Imagine two business partners, Sue and Steve, form a company. The company finds success and is acquired by a larger competitor. After the sale has been consummated but before the payment has arrived, Sue seeks to dissolve the partnership, asserting that Steve does not deserve any of the proceeds from the sale. While the fair split of the proceeds might not be 50/50—perhaps Sue brought key assets to the venture or wrote the code that undergirds the company’s intellectual property—the notion that Steve deserves nothing seems patently unfair. After all, Steve was there at the formation of the company and made positive contributions to the company’s revenues and ultimately sale.
Now swap “Steve” with “employees” in the same hypothetical. Rather than share in any of the proceeds from the sale, Sue’s company fires its employees, depriving them of the chance to partake in any of the upside from the sale. Although the relationship between the partners is not materially different in the two examples, we seem programmed as a society to accept the horrible fate of zero upside for workers. And that’s wrong.

▶ **PROVIDED RECORDS**

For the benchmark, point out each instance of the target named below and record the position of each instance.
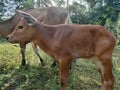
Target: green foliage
(78, 13)
(83, 75)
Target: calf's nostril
(7, 38)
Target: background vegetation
(83, 75)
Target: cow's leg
(105, 69)
(53, 64)
(23, 48)
(64, 71)
(37, 53)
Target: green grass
(83, 75)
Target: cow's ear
(30, 21)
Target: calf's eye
(20, 27)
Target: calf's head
(23, 31)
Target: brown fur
(48, 15)
(67, 42)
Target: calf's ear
(30, 21)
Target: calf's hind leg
(37, 53)
(105, 69)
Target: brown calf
(67, 42)
(47, 15)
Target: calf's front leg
(23, 48)
(64, 71)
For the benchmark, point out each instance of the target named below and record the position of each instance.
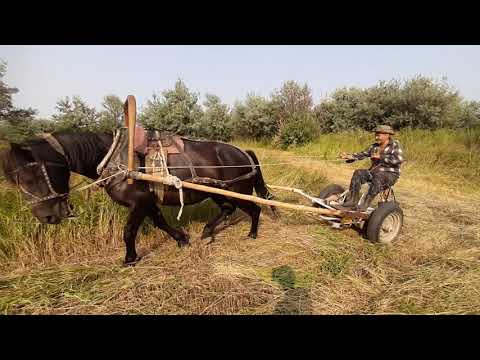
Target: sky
(44, 74)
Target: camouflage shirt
(390, 159)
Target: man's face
(381, 138)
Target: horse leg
(253, 210)
(135, 219)
(160, 222)
(227, 209)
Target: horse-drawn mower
(381, 224)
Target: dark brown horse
(42, 173)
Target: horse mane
(38, 149)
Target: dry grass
(296, 265)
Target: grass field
(297, 265)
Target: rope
(230, 166)
(99, 181)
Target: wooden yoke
(130, 110)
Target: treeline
(287, 117)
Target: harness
(52, 193)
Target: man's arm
(395, 156)
(363, 154)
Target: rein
(52, 195)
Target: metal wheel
(385, 223)
(390, 228)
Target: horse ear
(21, 151)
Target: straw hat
(384, 129)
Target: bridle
(36, 199)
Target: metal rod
(130, 109)
(255, 199)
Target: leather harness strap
(54, 144)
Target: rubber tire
(328, 191)
(374, 223)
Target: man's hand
(346, 156)
(375, 155)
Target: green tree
(292, 109)
(175, 111)
(111, 117)
(291, 100)
(254, 118)
(415, 103)
(15, 124)
(75, 115)
(216, 122)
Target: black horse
(42, 173)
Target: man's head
(383, 134)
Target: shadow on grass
(296, 301)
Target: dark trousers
(381, 180)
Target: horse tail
(259, 183)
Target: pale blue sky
(43, 74)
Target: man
(387, 156)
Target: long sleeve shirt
(390, 158)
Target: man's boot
(368, 200)
(353, 200)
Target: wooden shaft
(130, 109)
(255, 199)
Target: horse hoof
(206, 235)
(132, 262)
(183, 243)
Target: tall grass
(74, 267)
(444, 152)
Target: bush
(420, 103)
(298, 130)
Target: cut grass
(296, 265)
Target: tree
(111, 118)
(415, 103)
(216, 122)
(290, 101)
(254, 118)
(15, 124)
(175, 111)
(75, 115)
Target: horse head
(43, 178)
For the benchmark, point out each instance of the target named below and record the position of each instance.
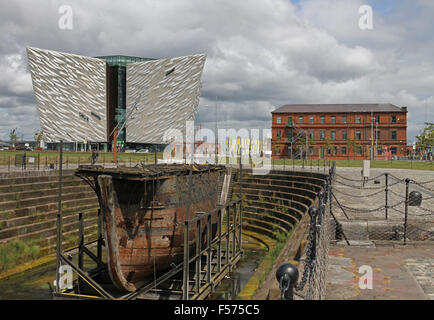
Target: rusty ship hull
(144, 211)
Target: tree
(13, 137)
(425, 140)
(39, 135)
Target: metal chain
(362, 196)
(396, 194)
(426, 210)
(359, 180)
(358, 187)
(362, 210)
(308, 262)
(421, 185)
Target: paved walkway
(399, 273)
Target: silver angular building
(81, 100)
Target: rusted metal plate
(144, 210)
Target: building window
(344, 134)
(289, 134)
(333, 135)
(344, 150)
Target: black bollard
(287, 276)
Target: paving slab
(399, 273)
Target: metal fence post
(407, 182)
(186, 279)
(59, 222)
(386, 194)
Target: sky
(261, 54)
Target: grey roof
(312, 108)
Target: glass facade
(120, 67)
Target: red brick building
(339, 131)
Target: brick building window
(289, 134)
(344, 150)
(333, 135)
(344, 134)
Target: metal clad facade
(70, 93)
(162, 94)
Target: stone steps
(33, 210)
(13, 180)
(281, 218)
(33, 202)
(282, 225)
(39, 236)
(11, 233)
(38, 193)
(14, 188)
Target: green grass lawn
(107, 157)
(76, 157)
(393, 164)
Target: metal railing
(388, 219)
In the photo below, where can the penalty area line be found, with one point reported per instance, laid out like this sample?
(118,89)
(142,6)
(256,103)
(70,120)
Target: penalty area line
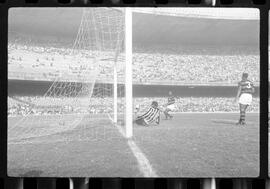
(143,163)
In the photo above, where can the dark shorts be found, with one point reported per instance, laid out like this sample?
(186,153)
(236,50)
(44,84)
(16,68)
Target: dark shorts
(140,122)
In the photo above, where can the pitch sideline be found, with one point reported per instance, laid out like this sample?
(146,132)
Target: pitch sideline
(143,163)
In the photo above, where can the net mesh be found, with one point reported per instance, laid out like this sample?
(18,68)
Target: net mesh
(84,86)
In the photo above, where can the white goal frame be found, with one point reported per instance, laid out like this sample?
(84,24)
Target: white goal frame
(128,72)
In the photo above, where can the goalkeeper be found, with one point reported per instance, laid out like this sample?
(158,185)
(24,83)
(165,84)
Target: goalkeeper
(151,116)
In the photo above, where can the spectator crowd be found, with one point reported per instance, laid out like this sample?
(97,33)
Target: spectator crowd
(38,105)
(166,63)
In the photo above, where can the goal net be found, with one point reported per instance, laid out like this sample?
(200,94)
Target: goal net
(89,90)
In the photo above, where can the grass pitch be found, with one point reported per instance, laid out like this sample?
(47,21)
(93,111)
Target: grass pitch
(189,145)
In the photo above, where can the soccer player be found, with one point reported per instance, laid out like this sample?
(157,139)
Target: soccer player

▶ **AIM OF THE TASK**
Copy out the passage on the two business partners word for word, in its entirety. The items have nothing to do with the passage on the two business partners.

▶ **EXERCISE SOLUTION**
Imagine two business partners, Sue and Steve, form a company. The company finds success and is acquired by a larger competitor. After the sale has been consummated but before the payment has arrived, Sue seeks to dissolve the partnership, asserting that Steve does not deserve any of the proceeds from the sale. While the fair split of the proceeds might not be 50/50—perhaps Sue brought key assets to the venture or wrote the code that undergirds the company’s intellectual property—the notion that Steve deserves nothing seems patently unfair. After all, Steve was there at the formation of the company and made positive contributions to the company’s revenues and ultimately sale.
Now swap “Steve” with “employees” in the same hypothetical. Rather than share in any of the proceeds from the sale, Sue’s company fires its employees, depriving them of the chance to partake in any of the upside from the sale. Although the relationship between the partners is not materially different in the two examples, we seem programmed as a society to accept the horrible fate of zero upside for workers. And that’s wrong.